§ 페이지 본문

|---|

한글 테마 적용, x-축과 y-축의 라벨 수정

(g4 <- g3 + 
   theme.kr + 
   xlab("연도") + 
   ylab("소득점유(%)"))

전체 제목 추가

(g5 <- g4 + 
   ggtitle(main.title) + 
   theme(plot.title = element_text(size = 20)))

범례 제목 수정

(g6 <- g5 + 
   labs(colour = "소득 분위", fill = "소득 분위") )

범례와 색깔 수정, 범례 제목 없애기

(g7 <- g6 + 
   scale_colour_manual(name = "", values = c("black", "red", "blue"), labels = legend.text) +
   scale_fill_manual(name = "", values = c("black", "red", "blue"), labels = legend.text))

범례를 안쪽으로

(g8 <- g7 + 
   theme(legend.position =  c(0.5, 0.85)))

colour 범례 없애기(colour 설정으로 나타나는 범례의 선 없애는 효과)

#(g9 <- g8 + guides(colour = guide_legend(title=NULL), fill = guide_legend(title=NULL)))
(g9 <- g8 + 
   guides(colour ="none"))

범례에 박스 두르고, 빈 제목 자리 없애기

(g10 <- g9 + 
   theme(legend.title = element_blank(), legend.background = element_rect(fill = "white", colour = "black")))

범례 항목 박스 없애기

(g11 <- g10 + 
   theme(legend.key = element_blank()))

역사상 고점 시기

(g12 <- g11 + 
   annotate("text", x = c(1928, 2007), y = c(24.5, 24), label = c(1928, 2007)))

시대적 특징 텍스트 입력

(g13 <- g12 + 
  annotate("text", x = c(1935, 1960, 2014), y = c(22, 8, 18), label = times.label, colour = "red", family = "HCR Dotum LVT", size = 8))

뒷 정리

save.image(file="US_top_income_shares_2014_add.rda")

|---|

§ 기록 목록

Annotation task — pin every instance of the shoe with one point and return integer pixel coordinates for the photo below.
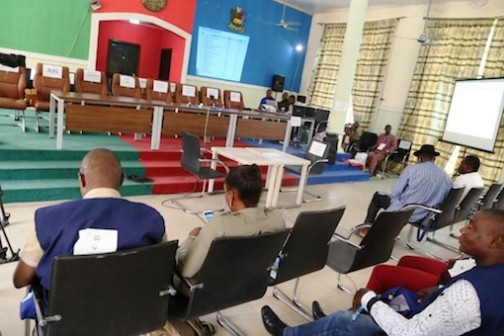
(317, 311)
(272, 323)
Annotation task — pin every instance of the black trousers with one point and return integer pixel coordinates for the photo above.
(378, 202)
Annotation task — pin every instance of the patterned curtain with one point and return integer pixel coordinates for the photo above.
(371, 65)
(453, 51)
(325, 73)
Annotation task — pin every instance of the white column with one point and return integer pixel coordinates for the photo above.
(348, 64)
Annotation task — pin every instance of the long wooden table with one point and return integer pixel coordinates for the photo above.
(96, 113)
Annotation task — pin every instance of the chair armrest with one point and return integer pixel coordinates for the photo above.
(344, 240)
(226, 168)
(421, 206)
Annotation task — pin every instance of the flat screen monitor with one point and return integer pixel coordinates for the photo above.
(309, 112)
(298, 111)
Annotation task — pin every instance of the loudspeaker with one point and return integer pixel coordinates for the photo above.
(278, 82)
(332, 139)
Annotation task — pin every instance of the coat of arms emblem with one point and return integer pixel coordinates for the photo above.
(237, 20)
(154, 5)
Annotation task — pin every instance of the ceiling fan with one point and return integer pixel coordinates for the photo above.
(286, 24)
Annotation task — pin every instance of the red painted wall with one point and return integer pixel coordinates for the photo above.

|---|

§ 작업 지시 A
페이지 본문에서 "범례에 박스 두르고, 빈"부터 시작해 "theme(legend.key = element_blank()))"에서 끝나는 부분을 글자 하나 바꾸지 말고 그대로 옮겨 적으세요.
§ 작업 지시 B
페이지 본문의 뒷 정리 단계에서 save.image로 저장하는 파일 이름은 무엇입니까?
§ 작업 지시 C
페이지 본문의 코드에서 theme() 함수 안에 값을 지정한 인수 이름을 빠짐없이 나열하세요.

§ 전체 결과 A
범례에 박스 두르고, 빈 제목 자리 없애기

(g10 <- g9 + 
   theme(legend.title = element_blank(), legend.background = element_rect(fill = "white", colour = "black")))

범례 항목 박스 없애기

(g11 <- g10 + 
   theme(legend.key = element_blank()))

§ 전체 결과 B
US_top_income_shares_2014_add.rda

§ 전체 결과 C
plot.title, legend.position, legend.title, legend.background, legend.key